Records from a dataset
------------------------------------------------------------

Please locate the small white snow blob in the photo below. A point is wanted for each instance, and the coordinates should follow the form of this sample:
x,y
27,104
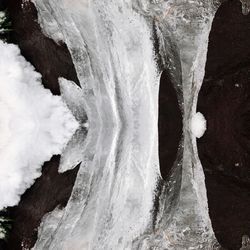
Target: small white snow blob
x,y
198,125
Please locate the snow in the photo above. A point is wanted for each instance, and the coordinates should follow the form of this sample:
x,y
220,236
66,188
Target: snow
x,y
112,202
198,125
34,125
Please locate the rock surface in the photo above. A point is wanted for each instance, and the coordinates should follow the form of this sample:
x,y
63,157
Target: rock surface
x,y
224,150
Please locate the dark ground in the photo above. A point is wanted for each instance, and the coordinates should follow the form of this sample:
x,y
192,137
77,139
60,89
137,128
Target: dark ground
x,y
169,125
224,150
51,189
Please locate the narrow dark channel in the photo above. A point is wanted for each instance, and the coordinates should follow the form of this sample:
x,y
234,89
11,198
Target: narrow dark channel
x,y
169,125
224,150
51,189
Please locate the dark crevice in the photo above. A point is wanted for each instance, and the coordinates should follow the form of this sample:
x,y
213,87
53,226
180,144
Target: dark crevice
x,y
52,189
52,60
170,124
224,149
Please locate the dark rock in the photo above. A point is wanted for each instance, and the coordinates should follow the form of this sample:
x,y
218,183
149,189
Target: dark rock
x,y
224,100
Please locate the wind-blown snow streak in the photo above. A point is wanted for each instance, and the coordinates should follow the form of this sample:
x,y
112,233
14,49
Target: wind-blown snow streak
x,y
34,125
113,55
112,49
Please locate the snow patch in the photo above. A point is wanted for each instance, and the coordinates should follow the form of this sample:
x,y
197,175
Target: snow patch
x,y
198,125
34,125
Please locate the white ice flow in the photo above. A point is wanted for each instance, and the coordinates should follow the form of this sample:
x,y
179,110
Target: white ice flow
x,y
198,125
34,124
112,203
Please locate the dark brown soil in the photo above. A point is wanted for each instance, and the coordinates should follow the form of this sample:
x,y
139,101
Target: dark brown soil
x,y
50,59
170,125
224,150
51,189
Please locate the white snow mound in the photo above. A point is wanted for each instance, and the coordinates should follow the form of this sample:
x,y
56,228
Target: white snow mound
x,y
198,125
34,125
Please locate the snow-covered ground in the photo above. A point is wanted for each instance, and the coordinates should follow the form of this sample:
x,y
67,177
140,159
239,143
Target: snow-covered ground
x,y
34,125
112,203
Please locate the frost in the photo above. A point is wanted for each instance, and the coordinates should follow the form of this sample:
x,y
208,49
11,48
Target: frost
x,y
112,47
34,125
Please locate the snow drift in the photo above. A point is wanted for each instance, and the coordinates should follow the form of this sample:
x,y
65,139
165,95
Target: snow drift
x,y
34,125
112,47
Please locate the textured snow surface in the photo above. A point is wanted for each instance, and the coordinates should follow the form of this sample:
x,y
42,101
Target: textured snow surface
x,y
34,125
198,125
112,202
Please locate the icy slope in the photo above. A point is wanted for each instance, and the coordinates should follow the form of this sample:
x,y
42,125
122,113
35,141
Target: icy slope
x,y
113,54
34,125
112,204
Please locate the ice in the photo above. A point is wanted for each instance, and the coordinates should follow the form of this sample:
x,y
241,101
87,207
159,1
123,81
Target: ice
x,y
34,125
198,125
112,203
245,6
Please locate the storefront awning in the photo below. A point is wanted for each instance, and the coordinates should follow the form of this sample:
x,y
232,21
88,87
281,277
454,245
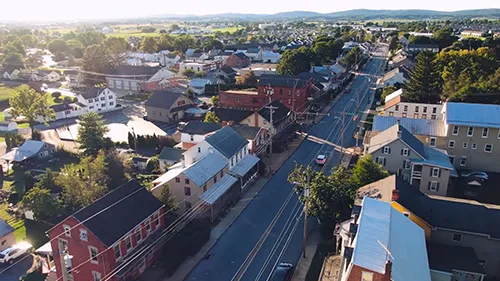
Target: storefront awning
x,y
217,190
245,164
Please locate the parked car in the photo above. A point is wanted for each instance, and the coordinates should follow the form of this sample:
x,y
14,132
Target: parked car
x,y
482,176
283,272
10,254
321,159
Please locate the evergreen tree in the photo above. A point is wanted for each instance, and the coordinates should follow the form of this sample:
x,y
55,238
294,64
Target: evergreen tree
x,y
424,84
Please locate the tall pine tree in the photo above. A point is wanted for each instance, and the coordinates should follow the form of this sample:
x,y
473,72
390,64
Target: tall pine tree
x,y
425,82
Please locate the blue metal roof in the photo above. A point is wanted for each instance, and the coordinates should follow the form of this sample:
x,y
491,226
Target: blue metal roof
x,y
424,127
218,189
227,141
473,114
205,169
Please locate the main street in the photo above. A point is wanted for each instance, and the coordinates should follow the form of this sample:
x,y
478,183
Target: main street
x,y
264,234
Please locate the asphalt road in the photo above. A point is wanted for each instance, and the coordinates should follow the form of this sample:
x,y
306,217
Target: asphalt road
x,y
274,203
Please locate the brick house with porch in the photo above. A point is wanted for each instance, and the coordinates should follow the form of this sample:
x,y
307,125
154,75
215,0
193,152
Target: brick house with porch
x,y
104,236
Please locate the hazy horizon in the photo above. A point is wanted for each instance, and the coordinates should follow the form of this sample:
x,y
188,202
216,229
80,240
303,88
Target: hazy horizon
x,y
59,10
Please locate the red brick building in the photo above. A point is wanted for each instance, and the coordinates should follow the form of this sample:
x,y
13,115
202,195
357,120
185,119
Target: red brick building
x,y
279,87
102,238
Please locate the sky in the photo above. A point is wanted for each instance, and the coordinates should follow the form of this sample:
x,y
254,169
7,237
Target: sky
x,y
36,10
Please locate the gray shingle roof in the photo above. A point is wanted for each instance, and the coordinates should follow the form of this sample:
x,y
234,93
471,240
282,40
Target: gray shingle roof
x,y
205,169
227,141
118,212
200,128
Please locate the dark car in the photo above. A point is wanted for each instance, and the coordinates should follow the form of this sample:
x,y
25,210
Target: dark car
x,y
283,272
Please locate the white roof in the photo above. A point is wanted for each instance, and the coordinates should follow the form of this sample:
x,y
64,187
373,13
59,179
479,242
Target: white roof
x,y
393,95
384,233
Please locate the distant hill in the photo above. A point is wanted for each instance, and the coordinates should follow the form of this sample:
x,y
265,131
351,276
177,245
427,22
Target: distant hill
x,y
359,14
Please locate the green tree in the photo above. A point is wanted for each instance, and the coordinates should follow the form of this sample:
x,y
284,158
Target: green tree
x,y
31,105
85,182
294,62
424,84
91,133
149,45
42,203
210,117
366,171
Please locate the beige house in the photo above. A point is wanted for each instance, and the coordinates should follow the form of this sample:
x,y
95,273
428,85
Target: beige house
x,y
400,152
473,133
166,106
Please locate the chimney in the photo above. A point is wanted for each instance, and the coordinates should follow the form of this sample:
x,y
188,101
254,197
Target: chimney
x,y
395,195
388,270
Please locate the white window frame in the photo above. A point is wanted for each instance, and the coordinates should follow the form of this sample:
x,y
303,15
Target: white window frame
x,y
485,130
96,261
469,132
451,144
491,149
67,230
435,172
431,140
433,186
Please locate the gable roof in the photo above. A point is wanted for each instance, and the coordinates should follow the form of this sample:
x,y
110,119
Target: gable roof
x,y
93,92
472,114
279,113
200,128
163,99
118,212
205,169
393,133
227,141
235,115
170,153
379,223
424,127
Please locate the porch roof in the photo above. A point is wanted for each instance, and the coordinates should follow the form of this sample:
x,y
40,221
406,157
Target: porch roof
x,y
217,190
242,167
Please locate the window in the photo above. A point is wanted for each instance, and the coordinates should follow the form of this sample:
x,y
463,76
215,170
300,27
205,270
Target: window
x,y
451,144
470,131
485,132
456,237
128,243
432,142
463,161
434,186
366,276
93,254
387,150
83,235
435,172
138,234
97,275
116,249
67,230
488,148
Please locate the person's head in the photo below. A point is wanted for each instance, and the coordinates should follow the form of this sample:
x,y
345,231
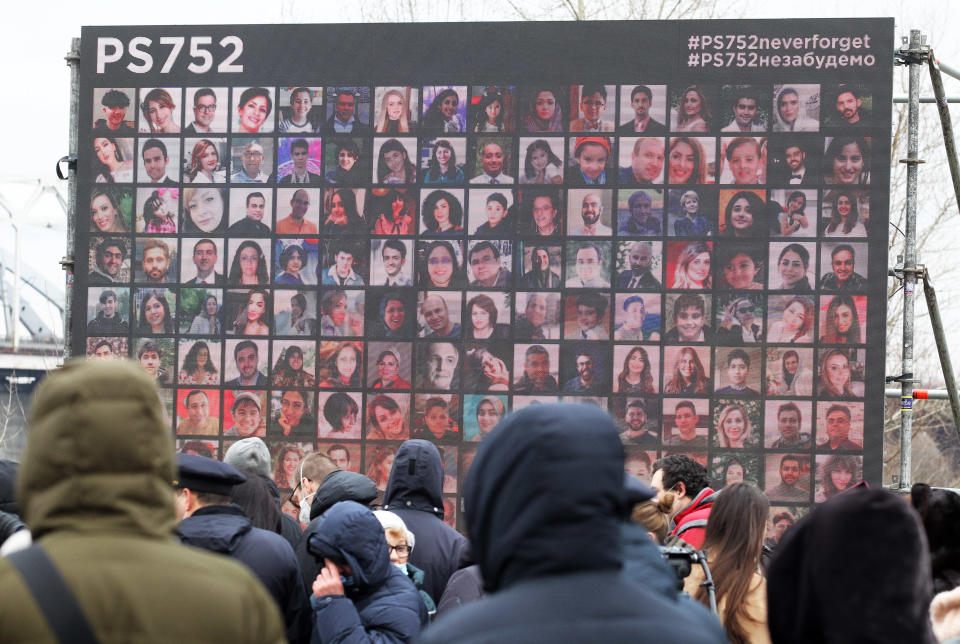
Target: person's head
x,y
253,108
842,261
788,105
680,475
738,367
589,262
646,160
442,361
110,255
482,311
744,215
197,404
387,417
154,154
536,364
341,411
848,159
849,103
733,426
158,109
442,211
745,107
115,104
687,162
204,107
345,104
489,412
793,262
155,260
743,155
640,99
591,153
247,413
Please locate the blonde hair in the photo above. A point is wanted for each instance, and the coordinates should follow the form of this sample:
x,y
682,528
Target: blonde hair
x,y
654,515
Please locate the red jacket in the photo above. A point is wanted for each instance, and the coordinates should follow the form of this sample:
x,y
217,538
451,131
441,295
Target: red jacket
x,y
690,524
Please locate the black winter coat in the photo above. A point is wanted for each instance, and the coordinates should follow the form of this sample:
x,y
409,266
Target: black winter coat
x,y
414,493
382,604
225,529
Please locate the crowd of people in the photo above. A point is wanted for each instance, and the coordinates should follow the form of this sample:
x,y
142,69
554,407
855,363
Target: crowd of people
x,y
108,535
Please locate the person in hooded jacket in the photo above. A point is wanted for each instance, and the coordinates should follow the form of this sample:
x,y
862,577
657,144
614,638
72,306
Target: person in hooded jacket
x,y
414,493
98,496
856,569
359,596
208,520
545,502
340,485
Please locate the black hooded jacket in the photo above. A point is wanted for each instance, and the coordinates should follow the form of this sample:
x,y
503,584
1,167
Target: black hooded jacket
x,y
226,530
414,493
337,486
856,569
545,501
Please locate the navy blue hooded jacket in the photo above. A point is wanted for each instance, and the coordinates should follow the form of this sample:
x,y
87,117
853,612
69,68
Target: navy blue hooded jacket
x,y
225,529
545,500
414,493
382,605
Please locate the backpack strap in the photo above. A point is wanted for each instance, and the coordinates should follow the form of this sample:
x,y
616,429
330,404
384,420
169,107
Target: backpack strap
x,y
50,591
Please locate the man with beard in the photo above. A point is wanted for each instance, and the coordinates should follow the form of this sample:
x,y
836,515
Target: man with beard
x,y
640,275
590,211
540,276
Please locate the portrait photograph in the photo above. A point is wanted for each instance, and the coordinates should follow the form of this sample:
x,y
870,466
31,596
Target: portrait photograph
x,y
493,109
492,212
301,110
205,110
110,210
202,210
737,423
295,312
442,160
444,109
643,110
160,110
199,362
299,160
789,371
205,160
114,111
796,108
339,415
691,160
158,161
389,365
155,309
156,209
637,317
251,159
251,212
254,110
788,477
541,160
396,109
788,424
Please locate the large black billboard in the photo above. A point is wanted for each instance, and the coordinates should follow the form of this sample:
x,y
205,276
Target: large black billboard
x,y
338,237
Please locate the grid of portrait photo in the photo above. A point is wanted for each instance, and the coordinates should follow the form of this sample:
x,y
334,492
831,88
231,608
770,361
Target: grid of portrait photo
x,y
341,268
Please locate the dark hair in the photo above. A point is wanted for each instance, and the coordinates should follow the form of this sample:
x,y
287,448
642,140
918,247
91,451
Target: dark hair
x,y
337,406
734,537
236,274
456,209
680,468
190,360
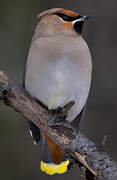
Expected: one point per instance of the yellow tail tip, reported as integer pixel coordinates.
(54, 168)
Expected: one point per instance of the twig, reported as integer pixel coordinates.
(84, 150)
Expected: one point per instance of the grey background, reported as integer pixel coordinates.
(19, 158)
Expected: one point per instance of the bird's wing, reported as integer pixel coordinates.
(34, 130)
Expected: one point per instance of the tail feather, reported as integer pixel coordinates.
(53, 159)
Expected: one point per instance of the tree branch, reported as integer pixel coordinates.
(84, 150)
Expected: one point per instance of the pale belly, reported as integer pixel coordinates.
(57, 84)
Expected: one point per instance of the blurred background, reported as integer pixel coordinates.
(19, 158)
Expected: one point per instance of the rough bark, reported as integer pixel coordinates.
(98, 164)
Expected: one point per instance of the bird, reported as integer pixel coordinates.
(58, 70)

------------------------------------------------------------

Identify each line in the records above containing the word "below"; copy those lines.

Response area:
Please locate the small white snow blob in the photo below. A point is wanted for each instance, and the coordinates should follow the form of this sample:
Please locate the storefront awning in the photo below. A point is wanted for each instance, and the coordinates should follow the form of this sample:
Please locate the person's head in the photo below. A point is wanted for each instance, and the coordinates should follow the form of this sample:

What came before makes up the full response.